── Reading passage ──

DeepCoder-1.5B-Preview

Property	Value
Base Model	DeepSeek-R1-Distilled-Qwen-1.5B
Training Approach	GRPO+ with Iterative Context Lengthening
License	MIT License
Model URL	huggingface.co/agentica-org/DeepCoder-1.5B-Preview

What is DeepCoder-1.5B-Preview?

DeepCoder-1.5B-Preview is an advanced code reasoning language model that leverages distributed reinforcement learning to enhance code generation capabilities. Fine-tuned from DeepSeek-R1-Distilled-Qwen-1.5B, it demonstrates significant improvements in coding benchmarks, achieving 25.1% on LiveCodeBench (v5) and 73.0% on HumanEval+.

Implementation Details

The model employs an enhanced version of GRPO (GRPO+) combined with iterative context lengthening. The training dataset comprises 24K unique problem-tests pairs from Taco-Verified, PrimeIntellect SYNTHETIC-1, and LiveCodeBench v5.

───
── Record extracts ──

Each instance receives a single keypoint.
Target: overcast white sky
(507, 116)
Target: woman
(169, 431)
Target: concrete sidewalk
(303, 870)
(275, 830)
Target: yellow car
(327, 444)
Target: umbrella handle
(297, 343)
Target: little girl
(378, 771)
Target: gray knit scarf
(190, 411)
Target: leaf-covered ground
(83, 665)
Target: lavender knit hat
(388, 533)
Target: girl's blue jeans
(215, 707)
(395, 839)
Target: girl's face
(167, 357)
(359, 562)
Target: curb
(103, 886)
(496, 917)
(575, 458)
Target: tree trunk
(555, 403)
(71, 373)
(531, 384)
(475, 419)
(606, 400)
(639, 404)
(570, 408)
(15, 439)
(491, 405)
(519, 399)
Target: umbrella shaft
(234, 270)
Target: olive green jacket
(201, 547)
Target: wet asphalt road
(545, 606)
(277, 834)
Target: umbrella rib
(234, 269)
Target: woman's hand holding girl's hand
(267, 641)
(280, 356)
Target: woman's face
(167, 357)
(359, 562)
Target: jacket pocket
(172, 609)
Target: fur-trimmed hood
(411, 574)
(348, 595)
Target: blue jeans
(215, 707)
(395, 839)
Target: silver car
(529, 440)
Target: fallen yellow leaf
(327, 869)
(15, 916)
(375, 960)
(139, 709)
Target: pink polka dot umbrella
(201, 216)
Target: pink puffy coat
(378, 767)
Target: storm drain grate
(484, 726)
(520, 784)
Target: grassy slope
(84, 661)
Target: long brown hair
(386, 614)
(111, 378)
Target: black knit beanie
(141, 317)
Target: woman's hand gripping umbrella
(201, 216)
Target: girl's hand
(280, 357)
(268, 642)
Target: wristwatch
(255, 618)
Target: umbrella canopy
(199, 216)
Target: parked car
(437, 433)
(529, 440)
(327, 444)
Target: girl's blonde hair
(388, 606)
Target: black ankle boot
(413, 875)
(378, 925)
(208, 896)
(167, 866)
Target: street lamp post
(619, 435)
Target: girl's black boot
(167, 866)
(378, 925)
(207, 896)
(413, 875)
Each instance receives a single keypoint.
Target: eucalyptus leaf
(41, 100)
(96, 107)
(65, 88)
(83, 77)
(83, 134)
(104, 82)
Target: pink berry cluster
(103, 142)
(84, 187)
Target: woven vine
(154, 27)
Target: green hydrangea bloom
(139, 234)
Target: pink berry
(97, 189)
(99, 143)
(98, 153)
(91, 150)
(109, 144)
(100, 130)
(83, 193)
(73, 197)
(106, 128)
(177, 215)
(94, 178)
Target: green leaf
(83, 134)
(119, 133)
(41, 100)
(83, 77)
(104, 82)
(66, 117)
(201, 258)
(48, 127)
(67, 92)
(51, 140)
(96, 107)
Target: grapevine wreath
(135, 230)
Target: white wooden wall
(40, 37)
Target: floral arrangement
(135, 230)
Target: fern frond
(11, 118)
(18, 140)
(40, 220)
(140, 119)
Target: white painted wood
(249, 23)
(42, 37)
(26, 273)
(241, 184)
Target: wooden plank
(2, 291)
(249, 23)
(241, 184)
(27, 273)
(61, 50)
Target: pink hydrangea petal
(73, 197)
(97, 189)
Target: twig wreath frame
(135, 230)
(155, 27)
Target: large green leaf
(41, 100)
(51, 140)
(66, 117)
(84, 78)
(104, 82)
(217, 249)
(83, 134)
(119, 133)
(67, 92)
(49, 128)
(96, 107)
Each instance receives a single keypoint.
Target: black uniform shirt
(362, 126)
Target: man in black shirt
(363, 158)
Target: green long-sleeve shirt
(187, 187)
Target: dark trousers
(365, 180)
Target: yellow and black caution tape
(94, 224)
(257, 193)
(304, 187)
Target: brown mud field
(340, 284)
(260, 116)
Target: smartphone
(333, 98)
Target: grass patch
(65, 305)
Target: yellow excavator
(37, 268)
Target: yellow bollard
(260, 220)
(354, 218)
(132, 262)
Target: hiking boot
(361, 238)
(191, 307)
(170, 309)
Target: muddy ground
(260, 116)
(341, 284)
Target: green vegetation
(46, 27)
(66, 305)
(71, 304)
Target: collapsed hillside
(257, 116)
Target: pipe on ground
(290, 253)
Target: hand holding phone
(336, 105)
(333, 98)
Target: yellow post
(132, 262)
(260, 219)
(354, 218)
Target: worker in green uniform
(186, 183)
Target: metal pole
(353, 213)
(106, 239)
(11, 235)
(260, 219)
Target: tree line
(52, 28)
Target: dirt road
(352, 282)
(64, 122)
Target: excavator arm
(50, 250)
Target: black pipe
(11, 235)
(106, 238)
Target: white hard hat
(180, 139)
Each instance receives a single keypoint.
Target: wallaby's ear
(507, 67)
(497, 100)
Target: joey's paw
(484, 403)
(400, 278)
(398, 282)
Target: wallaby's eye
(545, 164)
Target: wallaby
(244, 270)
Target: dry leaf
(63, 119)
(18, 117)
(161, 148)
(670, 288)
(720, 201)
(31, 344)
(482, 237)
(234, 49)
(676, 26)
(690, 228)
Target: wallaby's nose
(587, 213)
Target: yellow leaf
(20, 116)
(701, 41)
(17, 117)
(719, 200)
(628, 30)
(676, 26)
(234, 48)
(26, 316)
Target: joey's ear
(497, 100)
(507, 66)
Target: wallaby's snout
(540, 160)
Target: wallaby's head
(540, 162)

───

-- Aim of the exercise --
Print the stretch of the DeepCoder-1.5B-Preview description from "Implementation Details" through "and LiveCodeBench v5.", word for word. Rely only on the DeepCoder-1.5B-Preview description, not on the listing.

-- Exercise solution --
Implementation Details

The model employs an enhanced version of GRPO (GRPO+) combined with iterative context lengthening. The training dataset comprises 24K unique problem-tests pairs from Taco-Verified, PrimeIntellect SYNTHETIC-1, and LiveCodeBench v5.